BEGIN Study material

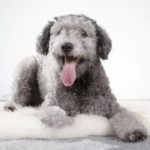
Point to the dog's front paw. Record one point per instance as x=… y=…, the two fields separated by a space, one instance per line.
x=55 y=117
x=137 y=135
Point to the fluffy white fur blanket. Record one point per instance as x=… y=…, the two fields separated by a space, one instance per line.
x=24 y=123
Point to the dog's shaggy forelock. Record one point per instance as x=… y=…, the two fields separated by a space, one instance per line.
x=76 y=22
x=41 y=81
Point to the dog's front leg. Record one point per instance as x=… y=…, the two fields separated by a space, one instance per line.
x=127 y=127
x=54 y=116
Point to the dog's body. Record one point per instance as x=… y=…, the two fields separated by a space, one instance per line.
x=67 y=77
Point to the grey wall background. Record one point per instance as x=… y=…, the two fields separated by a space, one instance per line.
x=126 y=21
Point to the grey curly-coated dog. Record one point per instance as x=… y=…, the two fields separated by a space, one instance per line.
x=67 y=78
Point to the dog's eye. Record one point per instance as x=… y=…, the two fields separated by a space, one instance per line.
x=84 y=34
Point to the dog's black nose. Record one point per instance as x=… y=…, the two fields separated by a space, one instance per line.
x=67 y=47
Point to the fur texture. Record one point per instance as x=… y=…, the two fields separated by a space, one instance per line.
x=26 y=120
x=68 y=79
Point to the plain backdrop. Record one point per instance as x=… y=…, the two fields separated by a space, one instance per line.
x=126 y=21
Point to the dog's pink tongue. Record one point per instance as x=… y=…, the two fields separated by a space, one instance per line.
x=68 y=73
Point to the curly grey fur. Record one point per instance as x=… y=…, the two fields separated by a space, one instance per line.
x=38 y=81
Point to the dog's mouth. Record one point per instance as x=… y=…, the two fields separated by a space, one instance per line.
x=68 y=73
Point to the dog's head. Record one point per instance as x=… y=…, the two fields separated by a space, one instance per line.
x=76 y=41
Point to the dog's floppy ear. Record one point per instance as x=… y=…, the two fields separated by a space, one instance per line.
x=42 y=44
x=104 y=44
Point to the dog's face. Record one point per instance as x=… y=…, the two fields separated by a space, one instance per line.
x=76 y=42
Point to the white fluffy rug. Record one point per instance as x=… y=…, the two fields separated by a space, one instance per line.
x=24 y=123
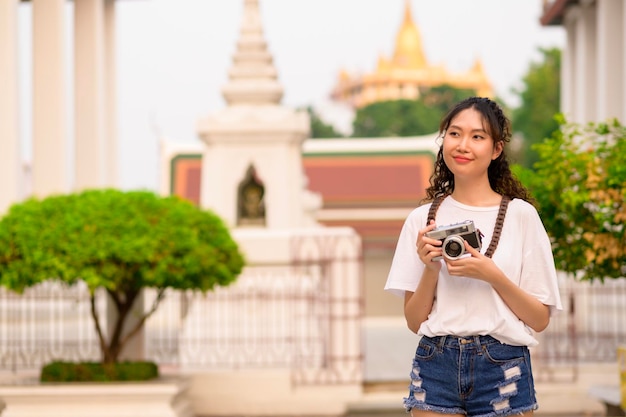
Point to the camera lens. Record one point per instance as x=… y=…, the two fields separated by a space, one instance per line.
x=453 y=247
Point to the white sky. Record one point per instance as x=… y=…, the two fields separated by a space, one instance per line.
x=173 y=55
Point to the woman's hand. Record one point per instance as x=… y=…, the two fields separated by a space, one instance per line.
x=475 y=266
x=428 y=248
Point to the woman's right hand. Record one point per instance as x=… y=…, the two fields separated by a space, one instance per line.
x=428 y=248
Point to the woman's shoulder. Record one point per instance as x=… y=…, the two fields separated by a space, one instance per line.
x=420 y=212
x=523 y=209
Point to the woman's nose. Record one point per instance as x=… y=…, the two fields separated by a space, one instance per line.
x=462 y=145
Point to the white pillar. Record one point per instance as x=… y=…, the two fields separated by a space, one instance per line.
x=610 y=44
x=623 y=92
x=110 y=96
x=49 y=101
x=568 y=68
x=585 y=101
x=9 y=131
x=89 y=119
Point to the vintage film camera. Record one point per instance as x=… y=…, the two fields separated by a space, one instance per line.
x=452 y=237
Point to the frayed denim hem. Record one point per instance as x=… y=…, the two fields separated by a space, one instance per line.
x=411 y=403
x=510 y=412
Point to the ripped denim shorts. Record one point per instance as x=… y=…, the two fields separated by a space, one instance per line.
x=474 y=375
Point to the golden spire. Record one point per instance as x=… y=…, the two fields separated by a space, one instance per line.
x=408 y=52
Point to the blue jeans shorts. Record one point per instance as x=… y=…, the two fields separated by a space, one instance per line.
x=474 y=375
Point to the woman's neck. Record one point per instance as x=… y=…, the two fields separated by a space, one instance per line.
x=477 y=195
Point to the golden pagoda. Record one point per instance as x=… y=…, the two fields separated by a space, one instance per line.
x=406 y=74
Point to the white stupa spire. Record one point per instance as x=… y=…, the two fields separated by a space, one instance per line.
x=252 y=77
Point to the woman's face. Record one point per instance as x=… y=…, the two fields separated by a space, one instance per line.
x=468 y=148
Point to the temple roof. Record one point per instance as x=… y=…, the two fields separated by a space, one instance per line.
x=408 y=51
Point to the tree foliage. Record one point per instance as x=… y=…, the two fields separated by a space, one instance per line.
x=540 y=102
x=408 y=117
x=579 y=183
x=121 y=242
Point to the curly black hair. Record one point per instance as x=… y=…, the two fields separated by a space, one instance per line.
x=501 y=178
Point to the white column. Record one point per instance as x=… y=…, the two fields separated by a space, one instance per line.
x=622 y=94
x=89 y=119
x=49 y=101
x=610 y=62
x=110 y=95
x=9 y=131
x=568 y=68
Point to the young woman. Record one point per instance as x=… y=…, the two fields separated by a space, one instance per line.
x=475 y=306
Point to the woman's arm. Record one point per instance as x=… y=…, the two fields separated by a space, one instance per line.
x=418 y=304
x=530 y=310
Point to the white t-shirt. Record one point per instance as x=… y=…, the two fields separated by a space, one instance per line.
x=466 y=306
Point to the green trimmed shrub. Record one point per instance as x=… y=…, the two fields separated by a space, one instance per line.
x=59 y=371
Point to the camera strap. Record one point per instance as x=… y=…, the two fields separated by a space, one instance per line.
x=497 y=230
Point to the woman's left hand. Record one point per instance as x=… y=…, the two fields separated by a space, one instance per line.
x=475 y=266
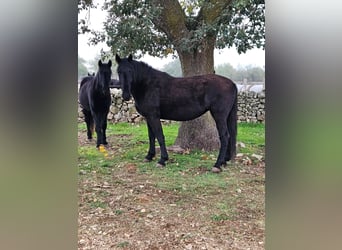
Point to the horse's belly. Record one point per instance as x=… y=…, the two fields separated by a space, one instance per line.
x=181 y=113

END Study material

▶ **Problem details**: An exact transcription of the records above is needed, with no pictures included.

▶ **Answer to this task**:
Point to the dog's front paw. Record one point per instance as x=… y=…, the two fields separated by a space, one instance per line.
x=55 y=117
x=137 y=135
Point to the fluffy white fur blanket. Record one point per instance as x=… y=…, the two fields separated by a space, one instance per line.
x=24 y=123
Point to the dog's shaggy forelock. Record one point per instance as x=… y=…, the two fields separated by a space, one instance per line.
x=76 y=22
x=41 y=81
Point to the dog's front leg. Record one point per instance as x=… y=…, the two fields separated by a space, one instance per line.
x=127 y=127
x=54 y=116
Point to the dog's body. Record one point per instance as x=… y=…, the two fields separated by a space, one instance per line.
x=67 y=77
Point to the grey wall background. Record one point per instance as x=… y=…, the two fields separated by a space, one instance per line.
x=126 y=21
Point to the grey curly-coated dog. Record one point per instance as x=… y=…, the two fields separated by a space, one instance per line.
x=67 y=78
Point to the dog's eye. Record one point per instance as x=… y=…, the two fields separated by a space, one instance per line.
x=84 y=34
Point to the dog's black nose. Record one point per instance as x=… y=…, the two fields separated by a space, one instance per line.
x=67 y=47
Point to the fur texture. Record one point per instance as x=… y=…, the two fields separated by a space, one instance per line.
x=26 y=120
x=68 y=79
Point to the plain backdrop. Record one point per instance as x=… y=…, the two fields separated by a space, one instance per line.
x=126 y=21
Point to the dog's pink tongue. Record one point per instance as x=… y=…, the two fields separated by a space, one instance per line.
x=68 y=73
Point to the curly grey fur. Record one point per instance as x=… y=…, the two fields separated by a space, one instance per line.
x=38 y=81
Point to the dog's mouth. Record one point per instance as x=… y=…, the two fields separated by a space, one instance per line.
x=68 y=73
Point to the dog's head. Record one point per instance as x=… y=…, the two fields separated by a space, one instance per line.
x=76 y=41
Point to the dog's floppy ear. Record one point per instance as x=… y=…, the two fields separated by a space, one instance per line.
x=42 y=44
x=104 y=44
Point to the dog's face. Record one point per instance as x=… y=…, the two fields separated by a space, one instance per line.
x=76 y=42
Point to the white fluffy rug. Record one point per instance as x=… y=…, the two fields separated by a space, one instance per line.
x=24 y=123
Point to the camera lens. Record one point per instance as x=… y=…, the two fields separated by a space, one instance per line.
x=453 y=247
Point to the white sky. Record one point per instance as x=… y=…, the two fields separated by a space, one instance per line.
x=173 y=55
Point to the woman's hand. Record one point per instance as x=… y=…, the two fields separated by a space, one instance per line.
x=475 y=266
x=428 y=248
Point to the woman's right hand. Record one point per instance as x=… y=…, the two fields separated by a space, one instance per line.
x=428 y=248
Point to the woman's shoulder. Record one point per instance as x=… y=…, the two fields separated by a space, one instance per line.
x=420 y=212
x=523 y=209
Point to the woman's nose. Record one point per instance as x=… y=…, the two fields separated by a space, one instance per line.
x=462 y=145
Point to the white pillar. Record one point per instance as x=… y=…, the two fields separated by a space, one instance per line.
x=610 y=44
x=623 y=92
x=110 y=96
x=49 y=101
x=568 y=68
x=585 y=101
x=9 y=131
x=89 y=119
Point to the vintage film camera. Record one point per instance as x=… y=…, the two fields separated by a space, one instance per line.
x=452 y=237
Point to the frayed denim hem. Record one point per instance as x=… y=…, the two fields separated by a space, one instance per line.
x=411 y=403
x=510 y=412
Point to the ripped denim shorts. Record one point per instance as x=… y=…, the two fields separated by a space, one instance per line.
x=474 y=375
Point to the golden spire. Record one point per instance as x=… y=…, the two fields separated by a space, one instance per line.
x=408 y=52
Point to the blue jeans shorts. Record one point per instance as x=… y=…, the two fields separated by a space, one instance per line.
x=474 y=375
Point to the woman's neck. Record one point per instance as x=… y=…, the two fields separated by a space, one instance per line.
x=477 y=195
Point to the golden pagoda. Record one point per instance as x=… y=…, the two fields separated by a space, one instance per line.
x=406 y=74
Point to the white stupa spire. Record one point per instance as x=… y=…, the two fields separated by a space, one instance per line.
x=252 y=77
Point to the woman's face. Record one point per instance as x=… y=…, the two fields separated by a space, one instance per line.
x=468 y=148
Point to the temple roof. Record one point per instance as x=… y=…, the two fields separated by a space, one instance per line.
x=408 y=51
Point to the tree foliage. Record one point per instance as x=… y=…, the two fields separated by a space, one instance per line.
x=540 y=102
x=408 y=117
x=579 y=183
x=121 y=242
Point to the curly black hair. Record one point per instance as x=… y=…, the two fields separated by a space, one instance per line.
x=501 y=178
Point to the white column. Record one point per instance as x=… y=…, the two fields separated by a space, one instance per line.
x=622 y=94
x=89 y=119
x=49 y=101
x=610 y=62
x=110 y=95
x=9 y=131
x=568 y=68
Point to the young woman. Record one point per instance as x=… y=…, the two fields separated by a space, one instance per line.
x=475 y=306
Point to the woman's arm. Record one point per instance as x=… y=…, the two fields separated by a space, one instance per line.
x=418 y=304
x=530 y=310
Point to the white t-shirt. Record one point per instance as x=… y=…, the two fields separated by a space, one instance per line.
x=466 y=306
Point to the green trimmed shrub. Record one point per instance as x=… y=…, the two fields separated by a space, one instance per line.
x=59 y=371
Point to the camera strap. Record one point per instance as x=… y=…, the two fields separated by a space, one instance per line.
x=497 y=230
Point to the woman's left hand. Record one point per instance as x=… y=…, the two fields separated by a space, one instance per line.
x=475 y=266
Point to the horse's belly. Record one point per instance as x=… y=…, the two fields separated by a space, one instance per line.
x=181 y=113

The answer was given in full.